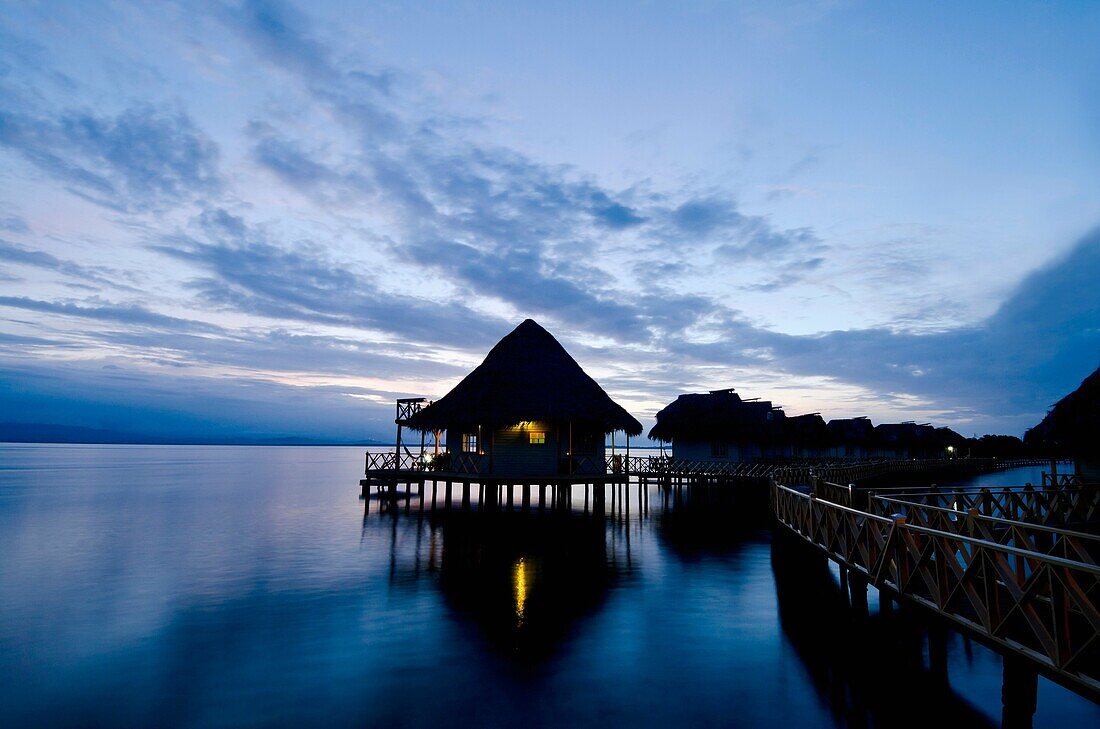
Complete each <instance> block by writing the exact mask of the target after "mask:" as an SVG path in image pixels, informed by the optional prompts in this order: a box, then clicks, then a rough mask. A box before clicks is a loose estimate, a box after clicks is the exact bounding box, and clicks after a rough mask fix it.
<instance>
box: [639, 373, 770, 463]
mask: <svg viewBox="0 0 1100 729" xmlns="http://www.w3.org/2000/svg"><path fill="white" fill-rule="evenodd" d="M785 417H787V416H785V415H784V413H783V411H782V410H781V409H780V408H777V407H774V406H773V405H772V404H771V402H770V401H768V400H757V399H750V400H744V399H741V397H740V396H739V395H738V394H737V393H736V391H734V389H733V388H728V389H720V390H711V391H709V393H702V394H689V395H681V396H680V397H678V398H676V399H675V400H673V401H672V402H670V404H669V405H668V406H665V407H664V408H663V409H662V410H661V411H660V412H658V413H657V424H654V426H653V428H652V430H650V431H649V437H650V438H651V439H653V440H658V441H662V442H665V443H672V455H673V457H675V459H683V460H686V461H753V460H756V459H761V457H775V456H781V455H787V453H784V450H789V448H790V446H789V445H788V444H787V443H785V439H784V437H783V420H784V419H785Z"/></svg>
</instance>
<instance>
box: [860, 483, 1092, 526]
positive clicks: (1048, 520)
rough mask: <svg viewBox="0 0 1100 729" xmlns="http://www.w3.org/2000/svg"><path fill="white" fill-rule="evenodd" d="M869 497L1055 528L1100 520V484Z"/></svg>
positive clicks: (931, 489) (965, 489)
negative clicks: (1077, 485) (1077, 523)
mask: <svg viewBox="0 0 1100 729" xmlns="http://www.w3.org/2000/svg"><path fill="white" fill-rule="evenodd" d="M869 496H870V497H871V502H873V501H875V500H877V499H882V498H886V499H894V500H898V501H906V502H911V504H921V505H925V506H930V507H938V508H942V509H949V510H952V511H956V512H967V511H969V510H971V509H972V510H975V511H976V512H977V513H979V515H983V516H987V517H996V518H999V519H1005V520H1010V521H1026V522H1030V523H1036V524H1045V526H1053V527H1057V526H1063V524H1067V523H1096V522H1098V521H1100V487H1098V486H1059V487H1056V488H1052V487H1047V488H1035V487H1033V486H1022V487H1004V488H996V489H994V488H947V489H941V488H930V489H925V490H913V489H908V490H901V491H870V494H869Z"/></svg>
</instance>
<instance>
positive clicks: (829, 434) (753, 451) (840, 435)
mask: <svg viewBox="0 0 1100 729" xmlns="http://www.w3.org/2000/svg"><path fill="white" fill-rule="evenodd" d="M649 437H650V438H651V439H654V440H659V441H662V442H664V443H672V455H673V457H675V459H682V460H684V461H704V462H715V461H758V460H764V461H782V460H785V459H795V460H820V459H831V460H832V459H895V460H909V459H943V457H953V456H955V455H956V454H957V455H963V454H964V453H963V451H964V449H965V448H966V443H967V441H966V439H965V438H964V437H963V435H959V434H958V433H956V432H955V431H953V430H950V429H949V428H934V427H932V426H930V424H927V423H921V424H919V423H915V422H901V423H884V424H881V426H878V427H876V426H873V424H872V423H871V421H870V420H869V419H867V418H866V417H860V418H847V419H838V420H832V421H829V422H828V423H826V422H825V420H824V418H822V416H821V413H817V412H810V413H806V415H801V416H787V415H785V413H784V412H783V410H782V409H781V408H779V407H777V406H774V405H772V404H771V402H770V401H769V400H759V399H742V398H741V397H740V396H739V395H737V393H735V391H734V390H733V389H731V388H730V389H720V390H711V391H709V393H705V394H690V395H681V396H680V397H678V398H676V399H675V400H673V401H672V402H670V404H669V405H668V406H665V407H664V409H662V410H661V411H660V412H658V413H657V424H656V426H653V428H652V430H651V431H650V432H649Z"/></svg>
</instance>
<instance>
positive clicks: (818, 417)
mask: <svg viewBox="0 0 1100 729" xmlns="http://www.w3.org/2000/svg"><path fill="white" fill-rule="evenodd" d="M783 430H784V433H785V434H787V441H788V443H789V444H790V455H792V456H793V457H795V459H820V457H822V456H823V455H826V454H827V452H828V445H829V433H828V426H826V424H825V419H824V418H822V416H821V413H820V412H810V413H807V415H804V416H793V417H789V418H787V420H785V422H784V429H783Z"/></svg>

Problem details => Convert the listing above into a numbered list, omitting blank lines and leaving out the picture.

Exercise solution =>
1. Complete each <instance> block by writing the exact mask of the target after "mask:" as an SVG path in image pixels, informed by the optional prompts in this order: a box, then clicks, then a rough mask. A box before clicks is a loose estimate, a box after clicks is the exact bounding box, and clicks after a rough mask fix it.
2. <instance>
3. box: [639, 373, 770, 463]
4. mask: <svg viewBox="0 0 1100 729" xmlns="http://www.w3.org/2000/svg"><path fill="white" fill-rule="evenodd" d="M785 417H787V416H785V415H784V413H783V411H782V410H781V409H780V408H777V407H774V406H773V405H772V404H771V402H770V401H768V400H757V399H750V400H744V399H741V397H740V396H739V395H738V394H737V393H736V391H734V389H733V388H728V389H720V390H711V391H709V393H702V394H689V395H681V396H680V397H678V398H676V399H675V400H673V401H672V402H670V404H669V405H668V406H665V407H664V408H663V409H662V410H661V411H660V412H658V413H657V424H654V426H653V428H652V430H650V431H649V437H650V438H651V439H653V440H658V441H662V442H665V443H672V455H673V457H675V459H683V460H686V461H753V460H756V459H761V457H775V456H781V455H787V453H784V450H789V448H790V446H789V445H788V444H787V443H785V439H784V437H783V420H784V419H785Z"/></svg>
5. </instance>
6. <instance>
7. box: [860, 483, 1092, 526]
8. positive clicks: (1048, 520)
9. rough mask: <svg viewBox="0 0 1100 729" xmlns="http://www.w3.org/2000/svg"><path fill="white" fill-rule="evenodd" d="M869 497L1055 528L1100 520V484Z"/></svg>
10. positive clicks: (931, 489) (965, 489)
11. negative clicks: (1077, 485) (1077, 523)
12. mask: <svg viewBox="0 0 1100 729" xmlns="http://www.w3.org/2000/svg"><path fill="white" fill-rule="evenodd" d="M869 496H870V497H871V502H873V501H875V500H877V499H882V498H886V499H894V500H898V501H906V502H911V504H921V505H925V506H930V507H938V508H942V509H949V510H952V511H956V512H967V511H969V510H971V509H972V510H975V511H976V512H977V513H979V515H983V516H987V517H996V518H999V519H1005V520H1010V521H1026V522H1030V523H1036V524H1045V526H1053V527H1057V526H1063V524H1067V523H1096V522H1098V521H1100V487H1098V486H1059V487H1056V488H1052V487H1047V488H1035V487H1033V486H1022V487H1004V488H996V489H994V488H947V489H941V488H930V489H925V490H913V489H908V490H901V491H870V494H869Z"/></svg>
13. </instance>
14. <instance>
15. positive clicks: (829, 434) (753, 451) (840, 435)
16. mask: <svg viewBox="0 0 1100 729" xmlns="http://www.w3.org/2000/svg"><path fill="white" fill-rule="evenodd" d="M649 437H650V438H651V439H654V440H659V441H662V442H664V443H672V455H673V457H675V459H682V460H684V461H704V462H715V461H758V460H764V461H782V460H785V459H795V460H820V459H831V460H832V459H895V460H909V459H943V457H953V456H955V455H956V454H957V455H963V454H964V453H963V451H964V449H965V448H966V443H967V441H966V439H965V438H964V437H963V435H959V434H958V433H956V432H955V431H953V430H950V429H949V428H934V427H932V426H930V424H927V423H921V424H919V423H915V422H901V423H884V424H881V426H878V427H876V426H873V424H872V423H871V421H870V420H869V419H867V418H866V417H860V418H847V419H838V420H832V421H829V422H828V423H826V422H825V420H824V418H822V416H821V413H817V412H810V413H806V415H801V416H787V415H785V413H784V412H783V410H782V409H781V408H779V407H777V406H774V405H772V404H771V402H770V401H769V400H759V399H742V398H741V397H740V396H739V395H737V393H735V391H734V390H733V389H731V388H730V389H720V390H711V391H709V393H705V394H690V395H681V396H680V397H678V398H676V399H675V400H673V401H672V402H670V404H669V405H668V406H665V407H664V409H662V410H661V411H660V412H658V413H657V424H656V426H653V428H652V430H651V431H650V432H649Z"/></svg>
17. </instance>
18. <instance>
19. positive clicks: (818, 417)
20. mask: <svg viewBox="0 0 1100 729" xmlns="http://www.w3.org/2000/svg"><path fill="white" fill-rule="evenodd" d="M783 430H784V433H785V434H787V441H788V443H789V444H790V455H792V456H793V457H795V459H820V457H822V456H823V455H826V454H827V452H828V445H829V433H828V426H826V424H825V419H824V418H822V416H821V413H820V412H810V413H807V415H804V416H793V417H789V418H787V420H785V422H784V429H783Z"/></svg>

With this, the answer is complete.